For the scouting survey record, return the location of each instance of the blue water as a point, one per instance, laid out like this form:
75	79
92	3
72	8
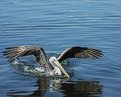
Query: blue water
55	26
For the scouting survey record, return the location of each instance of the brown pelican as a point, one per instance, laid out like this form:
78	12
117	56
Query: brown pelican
38	52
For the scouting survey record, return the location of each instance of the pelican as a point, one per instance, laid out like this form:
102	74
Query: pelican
40	55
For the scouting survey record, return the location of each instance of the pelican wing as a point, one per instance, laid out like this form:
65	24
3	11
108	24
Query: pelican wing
25	50
80	52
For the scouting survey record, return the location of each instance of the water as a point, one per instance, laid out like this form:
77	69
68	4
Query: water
56	25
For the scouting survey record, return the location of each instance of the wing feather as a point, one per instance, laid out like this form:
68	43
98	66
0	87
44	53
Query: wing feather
80	52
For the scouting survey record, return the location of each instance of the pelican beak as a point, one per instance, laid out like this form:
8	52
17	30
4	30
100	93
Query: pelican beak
62	69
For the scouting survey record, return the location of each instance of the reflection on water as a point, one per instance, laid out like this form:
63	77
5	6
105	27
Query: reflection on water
79	88
67	87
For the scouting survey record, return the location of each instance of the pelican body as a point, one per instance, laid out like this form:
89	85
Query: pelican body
40	55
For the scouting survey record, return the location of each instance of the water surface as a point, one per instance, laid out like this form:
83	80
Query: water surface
55	26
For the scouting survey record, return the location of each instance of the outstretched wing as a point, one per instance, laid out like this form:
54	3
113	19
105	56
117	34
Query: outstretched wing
80	52
25	50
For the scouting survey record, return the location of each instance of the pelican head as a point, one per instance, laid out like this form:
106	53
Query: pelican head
57	67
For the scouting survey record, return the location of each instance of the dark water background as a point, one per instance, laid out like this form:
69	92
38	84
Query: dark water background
56	25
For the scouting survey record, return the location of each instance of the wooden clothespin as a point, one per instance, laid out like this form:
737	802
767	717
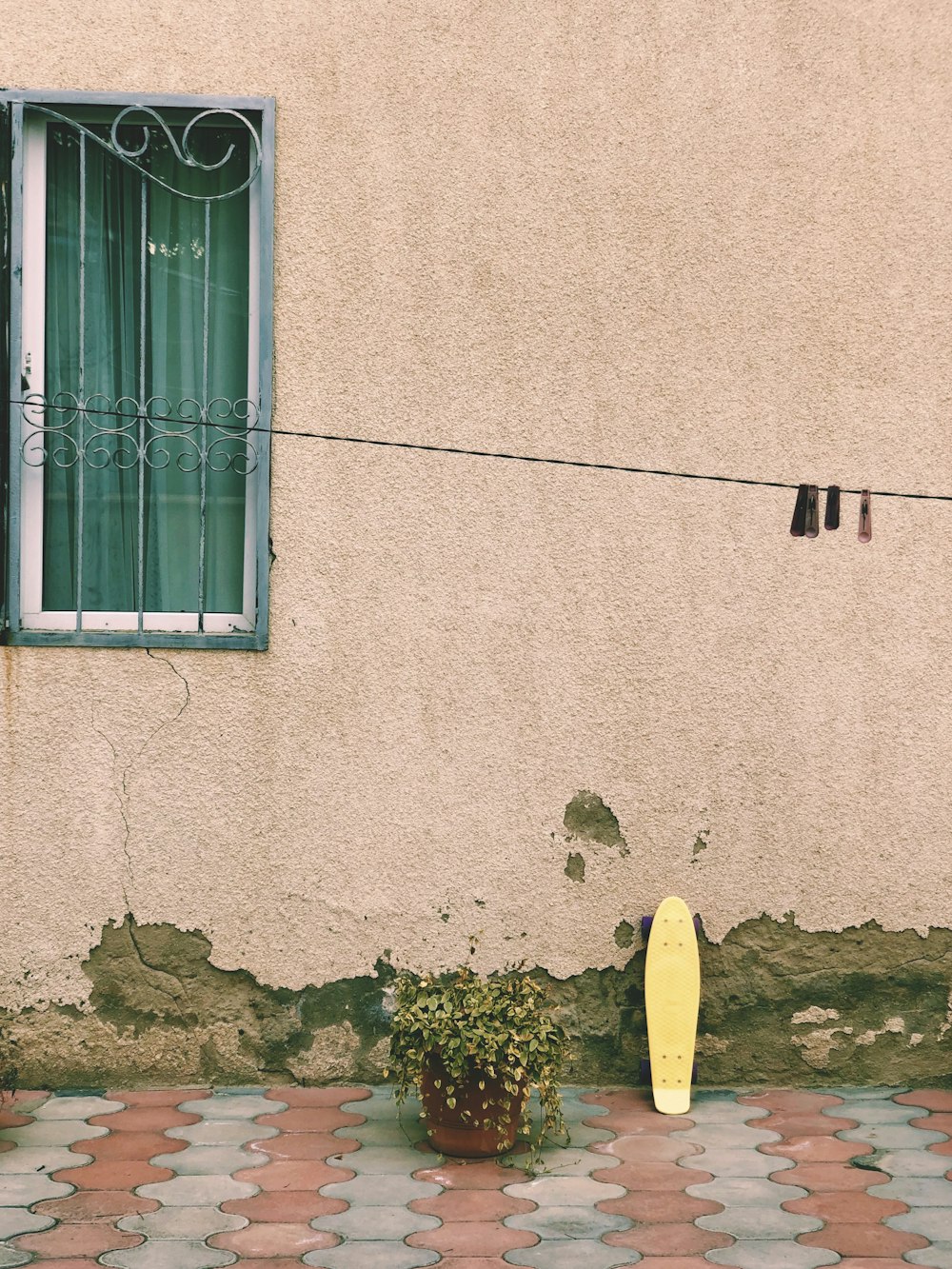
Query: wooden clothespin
864	517
832	518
------------
= WHAT YOU HAVE TO DO =
Reproduce the listing word for word and omit its pictures.

= FULL SOLUTION =
For the scouting survey record, return the location of each instance of the blue water as a point, one per instance, laid out like this form:
75	79
92	3
72	8
Query: blue water
55	26
For the scouting survey record, return the location of each instance of the brown pelican as a point, one per instance, laid out like this form:
78	12
117	56
Query: brown pelican
38	52
For the scouting survey record, return the location of each instance of the pelican as a point, one per instance, laid out like this form:
102	74
Query: pelican
40	55
For the scouting survey record, return the location of each instance of the pelican wing as a point, one per instance, laid out like this form:
65	24
3	11
108	24
Query: pelican wing
25	50
80	52
For the scouting survey record, return the location of each instance of the water as a point, one per instance, laid out like this form:
77	69
68	4
Query: water
56	25
For the scouting survey record, return the location of each instance of the wing feather as a point, one per instance, laid out like this form:
68	43
98	66
0	87
44	53
Query: wing feather
80	52
For the scouting survey record, return the location of each instance of the pelican beak as a point, one per instance, laid out like this form:
8	52
17	30
4	30
100	93
Query: pelican beak
62	69
For the scouting survey record, return the location of each instance of the reflection on water as a point, one per instance, laid out like this form:
63	77
5	6
105	27
Query: reflection on water
79	88
67	87
For the scouting survey record, return the location of each instance of the pelican body as a point, one per instance, laid out like this form:
89	85
Query: pelican body
40	55
For the scouting survey record, return the location of each instance of the water surface as a point, one per instance, laid out like this form:
83	80
Query: water surface
55	26
For the scouting survey record, return the location of each instance of the outstretched wing as a point, one per instance, laid out like this form:
54	3
113	19
105	56
117	34
Query: outstretched wing
80	52
25	50
For the scouting survey record, return the location of each instance of the pelican head as a point, one per instance, laid out like this form:
106	53
Query: pelican head
57	67
For the scouting survey record, return the location of each instance of the dark water background as a point, one per instance, laid out like this form:
69	92
38	84
Query: dark water background
56	25
For the scouting survey record, return the location of each instance of the wooden clothespin as a point, one per instance, laid out like this form:
737	802
767	717
Query: wooden clothespin
864	517
832	518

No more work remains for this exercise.